Ausgewählter Textauszug -
# Windows XP & Linux auf RAID 0



## Simon1983 (2. Oktober 2007)

Hallo zusammen,

ich habe Windows XP auf einem RAID 0 mit 3 Platten installiert. Habe ein ASUS P5B Deluxe Mainboard mit Intel ICH8R Raid Controller. Also ein "Fake Raid".

Ich habe damals 80 GB unpartitioniert gelassen um noch Linux parallel zu Win XP zu installieren, nur geht das so überhaupt? Ich will nicht meine Windows Installation zerschiessen.

Bin absoluter Linux neuling, aber habe schon damals auf meiner alten Kisten erfolgreich Gentoo installiert (ohne RAID). Also Gentoo ist die Distri meiner Wahl.

Ich habe schon Gegoogelt aber nichts richtiges gefunden. Nur wie man Linux als einziges Betriebssystem auf RAID 0 installiert. Kennt jemand Anleitungen bzw. hat das schon mal jemand hier gemacht?

Bereitgestellte Daten -
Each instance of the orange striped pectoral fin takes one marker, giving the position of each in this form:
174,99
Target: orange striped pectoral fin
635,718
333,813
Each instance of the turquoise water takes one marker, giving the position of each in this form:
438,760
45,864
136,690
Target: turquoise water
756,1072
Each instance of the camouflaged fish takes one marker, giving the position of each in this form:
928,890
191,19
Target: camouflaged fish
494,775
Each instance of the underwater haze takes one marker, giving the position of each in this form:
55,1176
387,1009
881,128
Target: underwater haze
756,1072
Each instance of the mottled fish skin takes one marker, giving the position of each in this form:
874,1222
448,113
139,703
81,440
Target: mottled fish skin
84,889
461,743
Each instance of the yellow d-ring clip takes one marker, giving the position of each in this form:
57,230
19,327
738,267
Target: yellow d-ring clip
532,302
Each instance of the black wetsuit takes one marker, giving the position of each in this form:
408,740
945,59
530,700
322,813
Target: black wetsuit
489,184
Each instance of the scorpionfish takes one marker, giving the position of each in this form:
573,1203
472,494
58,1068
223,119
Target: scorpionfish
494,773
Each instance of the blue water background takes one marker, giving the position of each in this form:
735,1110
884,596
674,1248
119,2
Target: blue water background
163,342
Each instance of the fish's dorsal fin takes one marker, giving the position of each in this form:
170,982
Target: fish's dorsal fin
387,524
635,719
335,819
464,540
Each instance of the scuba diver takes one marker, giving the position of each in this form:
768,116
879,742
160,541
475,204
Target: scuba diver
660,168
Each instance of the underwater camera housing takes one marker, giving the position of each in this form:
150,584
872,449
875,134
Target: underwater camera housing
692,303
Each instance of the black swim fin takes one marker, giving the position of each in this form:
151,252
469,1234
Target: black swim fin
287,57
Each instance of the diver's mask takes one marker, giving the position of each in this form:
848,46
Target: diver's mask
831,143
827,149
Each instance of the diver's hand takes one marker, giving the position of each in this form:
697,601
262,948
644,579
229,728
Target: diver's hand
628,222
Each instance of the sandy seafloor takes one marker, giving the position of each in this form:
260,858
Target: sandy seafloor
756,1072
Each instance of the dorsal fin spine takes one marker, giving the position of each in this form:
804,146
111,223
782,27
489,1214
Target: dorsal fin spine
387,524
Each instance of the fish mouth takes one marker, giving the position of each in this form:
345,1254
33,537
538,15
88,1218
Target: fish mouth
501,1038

Ziel der Aufgabe -
Geben Sie aus dem Forumsbeitrag zu Windows XP und Linux auf RAID 0 die Stelle von „Bin absoluter Linux“ bis „jemand hier gemacht?“ wortgetreu wieder.

Die Antwort -
Bin absoluter Linux neuling, aber habe schon damals auf meiner alten Kisten erfolgreich Gentoo installiert (ohne RAID). Also Gentoo ist die Distri meiner Wahl.

Ich habe schon Gegoogelt aber nichts richtiges gefunden. Nur wie man Linux als einziges Betriebssystem auf RAID 0 installiert. Kennt jemand Anleitungen bzw. hat das schon mal jemand hier gemacht?